On October 9, 2009, the prosecution moved to amend the June 2006 SVP commitment petition to include defendant's 1987 convictions. On January 19, 2010, defendant moved for new evaluations and a new probable cause hearing on the petition, alleging that his prior evaluations were based on invalid protocols under In re Ronje (2009) 179 Cal.App.4th 509 (Ronje), which was decided after the trial court denied defendant's 2008 motion to dismiss based on allegedly improper evaluation procedures. The prosecution opposed the defense motion, and on January 22, 2010, the trial court ordered pursuant to Ronje that new evaluations of defendant be conducted and a new probable cause hearing be held, with the new evaluations due to the trial court no later than April 28, 2010. During all of the above developments between 2008 and 2010, defendant was represented by Deputy Public Defender Patrick Hoopes.

• **Raw data**:
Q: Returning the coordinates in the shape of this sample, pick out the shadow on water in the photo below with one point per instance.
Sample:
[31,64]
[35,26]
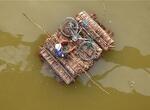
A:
[128,56]
[9,41]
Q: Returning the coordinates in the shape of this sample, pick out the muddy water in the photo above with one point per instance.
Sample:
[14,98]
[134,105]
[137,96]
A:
[125,71]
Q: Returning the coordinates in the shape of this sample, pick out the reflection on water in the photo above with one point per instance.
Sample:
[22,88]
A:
[128,56]
[125,69]
[131,71]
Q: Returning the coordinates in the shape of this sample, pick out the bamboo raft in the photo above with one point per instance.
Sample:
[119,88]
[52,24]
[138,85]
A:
[68,68]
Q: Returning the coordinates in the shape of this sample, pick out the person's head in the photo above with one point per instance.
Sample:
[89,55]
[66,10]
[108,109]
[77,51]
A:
[58,46]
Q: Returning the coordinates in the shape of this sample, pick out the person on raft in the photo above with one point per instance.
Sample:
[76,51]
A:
[59,48]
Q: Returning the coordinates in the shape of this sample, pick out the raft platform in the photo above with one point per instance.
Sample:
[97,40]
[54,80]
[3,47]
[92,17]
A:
[86,38]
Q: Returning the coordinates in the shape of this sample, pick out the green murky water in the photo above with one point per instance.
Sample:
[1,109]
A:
[125,71]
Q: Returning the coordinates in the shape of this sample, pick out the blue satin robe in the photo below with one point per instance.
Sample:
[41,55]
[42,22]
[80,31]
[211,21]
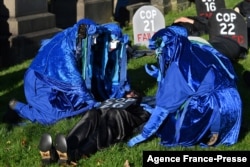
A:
[196,90]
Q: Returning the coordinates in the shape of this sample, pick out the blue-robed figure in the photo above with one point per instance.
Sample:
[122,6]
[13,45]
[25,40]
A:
[197,101]
[53,84]
[71,72]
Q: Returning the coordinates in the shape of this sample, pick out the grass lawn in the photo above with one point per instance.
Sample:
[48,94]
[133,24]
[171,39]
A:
[18,144]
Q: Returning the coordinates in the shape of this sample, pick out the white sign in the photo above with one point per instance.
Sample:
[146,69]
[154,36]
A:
[147,20]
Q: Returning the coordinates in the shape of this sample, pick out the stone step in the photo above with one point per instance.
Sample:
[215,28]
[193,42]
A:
[31,23]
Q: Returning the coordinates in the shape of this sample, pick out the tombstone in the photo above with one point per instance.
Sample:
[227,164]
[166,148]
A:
[146,21]
[206,8]
[228,23]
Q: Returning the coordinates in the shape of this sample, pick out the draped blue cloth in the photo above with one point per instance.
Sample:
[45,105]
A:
[197,93]
[54,87]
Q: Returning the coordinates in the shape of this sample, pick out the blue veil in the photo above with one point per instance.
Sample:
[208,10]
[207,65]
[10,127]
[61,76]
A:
[196,90]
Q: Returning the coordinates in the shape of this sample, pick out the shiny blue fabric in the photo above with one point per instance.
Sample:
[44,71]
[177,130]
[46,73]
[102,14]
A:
[53,84]
[197,87]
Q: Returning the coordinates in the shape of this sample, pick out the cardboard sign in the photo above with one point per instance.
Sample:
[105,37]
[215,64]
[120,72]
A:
[228,23]
[121,103]
[206,8]
[146,21]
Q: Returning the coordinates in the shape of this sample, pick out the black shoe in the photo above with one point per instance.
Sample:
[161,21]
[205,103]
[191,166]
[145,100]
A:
[61,149]
[45,147]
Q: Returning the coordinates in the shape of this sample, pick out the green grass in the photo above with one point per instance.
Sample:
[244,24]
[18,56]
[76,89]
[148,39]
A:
[18,144]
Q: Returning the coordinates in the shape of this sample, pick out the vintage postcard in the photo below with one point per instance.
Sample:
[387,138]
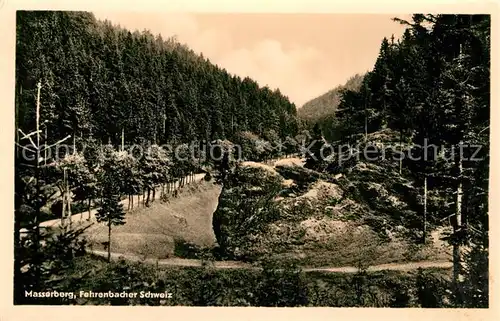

• **Work instructions**:
1) Say whether each statement below agrees with the court passage, and answer yes or no, quoting the deciding words of the passage. (a) The prosecution moved to add the defendant's 1987 convictions to the commitment petition on October 9, 2009. (b) The prosecution supported the defense motion for new evaluations. (c) The new evaluations were due to the trial court no later than April 28, 2010.
2) According to the court passage, who represented the defendant between 2008 and 2010?
3) List every full calendar date with a month, day, and year that appears in the court passage.

• **Numbered responses**:
1)
(a) Yes: "On October 9, 2009, the prosecution moved to amend the June 2006 SVP commitment petition to include defendant's 1987 convictions."
(b) No: "The prosecution opposed the defense motion"
(c) Yes: "with the new evaluations due to the trial court no later than April 28, 2010"

2) Deputy Public Defender Patrick Hoopes.

3)
October 9, 2009
January 19, 2010
January 22, 2010
April 28, 2010